Make password into a story and more parental hacks

It might still feel like summer, but school season is right around the corner. Young people are easy targets for both digital and physical theft, so it’s important to ensure your data and devices are secure at school and at home.

Protecting Devices at School

Whether you or your child is using a desktop, laptop or smartphone at home or in public, the top two security concerns are physical theft and information theft. Here are a few things you can do to minimize the odds of both types of theft and mitigate the damage if either does occur.

Lost and found

It’s a fact of life that kids lose things. Kids who are not old enough to be expected to take reasonable care of devices are not old enough to be using them unattended. Kids who are old enough should be taught never to leave devices unlocked and unattended. To help with this, you can provide your child with a carrying device that doesn’t advertise what’s inside; laptop sleeves or computer-vendor branded carriers let people know exactly what they’re carrying. These days, many backpacks and messenger bags are designed to cradle devices stealthily in a separate padded section.


If and when a child does lose a phone or laptop, if you’ve installed an antitheft app, it can help you track down the device, or remotely wipe it so that the contacts and data don’t fall into someone else’s hands. And most devices now offer the option to automatically backup contacts and media files, which can make replacing the lost device a reasonably painless process.

Simplify password hygiene

Lots of websites and applications use passwords to protect access to private information. Rather than trying to explain good password complexity to kids, there are a few easier types of authentication options you can start them off with instead. One possibility is installing a password manager. These apps will create strong and unique passwords for them, which can be regularly updated. A side benefit of having an app create passwords is that having a password which they never have to remember or manually enter can help protect them from phishing attacks.

[Coordinate annotation records]
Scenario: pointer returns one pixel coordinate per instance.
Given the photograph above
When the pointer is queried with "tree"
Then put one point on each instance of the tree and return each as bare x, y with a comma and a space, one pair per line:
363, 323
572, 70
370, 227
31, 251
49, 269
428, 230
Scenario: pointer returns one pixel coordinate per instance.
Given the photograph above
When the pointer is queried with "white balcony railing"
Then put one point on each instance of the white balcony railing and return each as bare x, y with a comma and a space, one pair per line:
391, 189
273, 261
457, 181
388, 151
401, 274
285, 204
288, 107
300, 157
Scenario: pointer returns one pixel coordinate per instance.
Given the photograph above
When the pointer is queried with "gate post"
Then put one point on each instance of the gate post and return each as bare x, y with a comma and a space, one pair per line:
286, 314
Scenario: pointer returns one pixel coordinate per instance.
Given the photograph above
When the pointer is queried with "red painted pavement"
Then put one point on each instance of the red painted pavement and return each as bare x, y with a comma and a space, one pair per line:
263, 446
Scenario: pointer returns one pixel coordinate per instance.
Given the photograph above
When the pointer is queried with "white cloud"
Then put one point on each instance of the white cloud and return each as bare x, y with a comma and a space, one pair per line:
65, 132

THINGS TO DO:
a - Answer these questions from the article on device security for school:
(i) Which two security concerns does it call the top two?
(ii) What two things can an installed antitheft app do when a child loses a phone or laptop?
(iii) What does it say a password manager app will create?
b - Count the lines of the rows that contain the string "post", with case counting, and give only the number.

RESPONSE LIST:
a -
(i) Physical theft and information theft.
(ii) It can help track down the device, or remotely wipe it so that the contacts and data don't fall into someone else's hands.
(iii) Strong and unique passwords, which can be regularly updated.

b - 2